_Material for this exercise_.
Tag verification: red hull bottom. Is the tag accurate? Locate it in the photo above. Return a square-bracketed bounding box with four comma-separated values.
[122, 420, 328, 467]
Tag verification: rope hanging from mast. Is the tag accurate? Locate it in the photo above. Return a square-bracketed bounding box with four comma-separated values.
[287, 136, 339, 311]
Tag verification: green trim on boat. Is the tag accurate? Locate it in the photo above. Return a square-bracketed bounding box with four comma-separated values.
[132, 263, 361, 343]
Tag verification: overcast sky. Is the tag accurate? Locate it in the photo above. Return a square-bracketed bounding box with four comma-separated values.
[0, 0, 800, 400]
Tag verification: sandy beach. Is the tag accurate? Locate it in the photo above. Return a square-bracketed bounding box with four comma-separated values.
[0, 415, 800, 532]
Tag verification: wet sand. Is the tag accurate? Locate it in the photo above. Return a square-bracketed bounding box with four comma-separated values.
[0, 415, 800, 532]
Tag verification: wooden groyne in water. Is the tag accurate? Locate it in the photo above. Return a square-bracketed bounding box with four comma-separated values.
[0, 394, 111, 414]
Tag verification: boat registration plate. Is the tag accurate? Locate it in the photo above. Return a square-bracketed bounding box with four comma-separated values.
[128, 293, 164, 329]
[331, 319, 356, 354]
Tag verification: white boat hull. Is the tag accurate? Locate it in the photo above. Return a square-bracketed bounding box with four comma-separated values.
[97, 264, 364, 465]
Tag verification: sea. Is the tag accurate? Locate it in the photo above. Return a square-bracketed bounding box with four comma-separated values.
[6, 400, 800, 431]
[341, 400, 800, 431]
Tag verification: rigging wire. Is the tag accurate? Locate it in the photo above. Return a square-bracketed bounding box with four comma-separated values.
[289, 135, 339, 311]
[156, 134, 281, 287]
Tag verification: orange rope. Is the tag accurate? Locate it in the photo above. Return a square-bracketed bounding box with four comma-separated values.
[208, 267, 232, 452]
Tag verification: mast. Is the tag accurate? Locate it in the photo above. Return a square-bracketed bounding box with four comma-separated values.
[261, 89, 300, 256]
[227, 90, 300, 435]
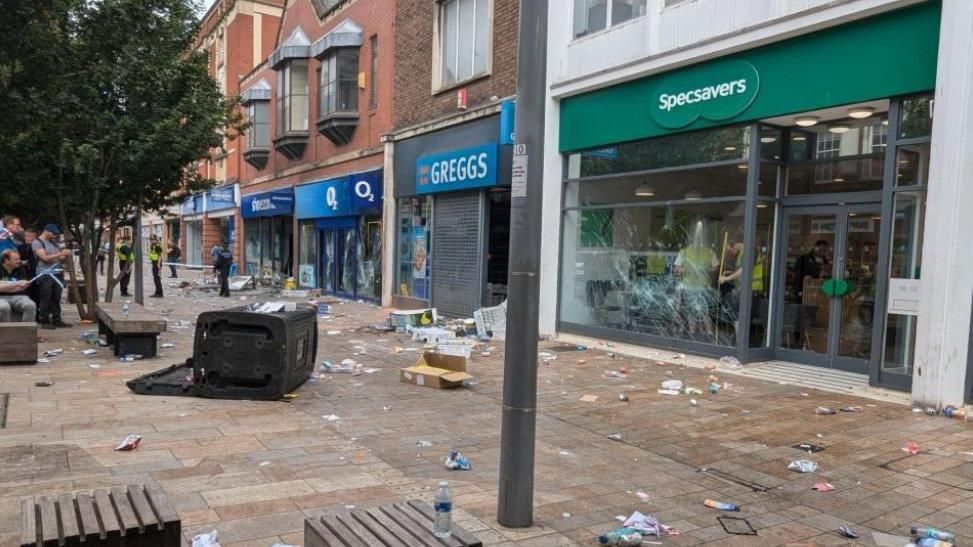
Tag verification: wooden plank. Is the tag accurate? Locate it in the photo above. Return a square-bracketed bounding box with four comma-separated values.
[111, 486, 145, 536]
[304, 519, 345, 547]
[78, 493, 102, 542]
[20, 498, 37, 547]
[38, 496, 61, 546]
[365, 507, 435, 547]
[348, 510, 400, 545]
[334, 513, 382, 547]
[128, 484, 162, 533]
[57, 494, 81, 543]
[392, 503, 464, 547]
[408, 500, 483, 547]
[321, 515, 371, 547]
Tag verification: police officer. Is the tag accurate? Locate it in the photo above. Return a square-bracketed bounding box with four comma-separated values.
[149, 234, 162, 298]
[115, 236, 135, 296]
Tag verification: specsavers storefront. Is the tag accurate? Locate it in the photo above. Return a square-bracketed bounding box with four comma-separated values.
[294, 169, 382, 300]
[558, 3, 939, 389]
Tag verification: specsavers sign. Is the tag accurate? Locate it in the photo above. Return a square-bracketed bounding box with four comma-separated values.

_Direction_. Copy the entries from the line containing "Tag verification: wooden groyne" through the last entry, inclusive. Swap "accurate" for "correct", change nothing else, and leave the pictures out.

_Answer to this problem_.
Tag verification: wooden groyne in water. Is the tag correct? Locate it in the photo above. Return a square-bracketed bounding box with four comma-separated values.
[0, 394, 111, 414]
Tag verification: boat registration plate. Is the tag correct? Locate it in the photo above. Return a square-bracketed bounding box with four comma-separated values.
[128, 293, 164, 329]
[331, 319, 356, 354]
Tag verification: white boat hull. Is the tag correct? Locate it in the photo above. Return a square-bracketed bounding box with four comma-separated values.
[97, 264, 364, 465]
Tag verification: sea. Is the tag correct? Locate it in the photo above. Return a square-bracketed bounding box with four comma-separated values.
[6, 400, 800, 431]
[341, 400, 800, 431]
Tag verification: rigging wire. Is the tag correct? Locate it in the photo above. Return a square-bracketed bounding box with four comma-separated values.
[289, 135, 339, 311]
[156, 134, 281, 287]
Tag verification: orange rope. Is the tag correct? Locate it in the photo above. Return a square-bracketed bounding box with four comma-separated values.
[208, 267, 232, 452]
Tag verification: mast. Is the tag correct? Locate it in the photo above. Return a square-bracketed bounding box with four comma-separated values.
[261, 89, 300, 256]
[227, 90, 300, 435]
Tag verification: wooden plank. Is the tag correct? Locate it in the photo above. Return a square-bracketed bounding box with four comma-separated values.
[111, 486, 145, 536]
[304, 519, 345, 547]
[78, 493, 102, 542]
[20, 498, 37, 547]
[38, 496, 61, 546]
[365, 507, 435, 547]
[348, 510, 400, 545]
[334, 513, 382, 547]
[128, 484, 162, 533]
[57, 494, 81, 543]
[392, 503, 464, 547]
[408, 500, 483, 547]
[321, 515, 371, 547]
Tag verification: police officer. Is the tag correct? Locate it in the photo above. Return a square-bracketed bounding box with four comma-separated values.
[149, 234, 162, 298]
[115, 236, 135, 296]
Tag verification: specsavers storefront. Is the tag correct? Locate it in the photo above. Return a square-bracketed bounding box with four comma-separated values.
[294, 169, 382, 300]
[558, 3, 939, 389]
Tag verification: specsavers sign. Is the tag correct? Locate it in the photo above. Return a square-bracketed bounding box with four comma-separated values.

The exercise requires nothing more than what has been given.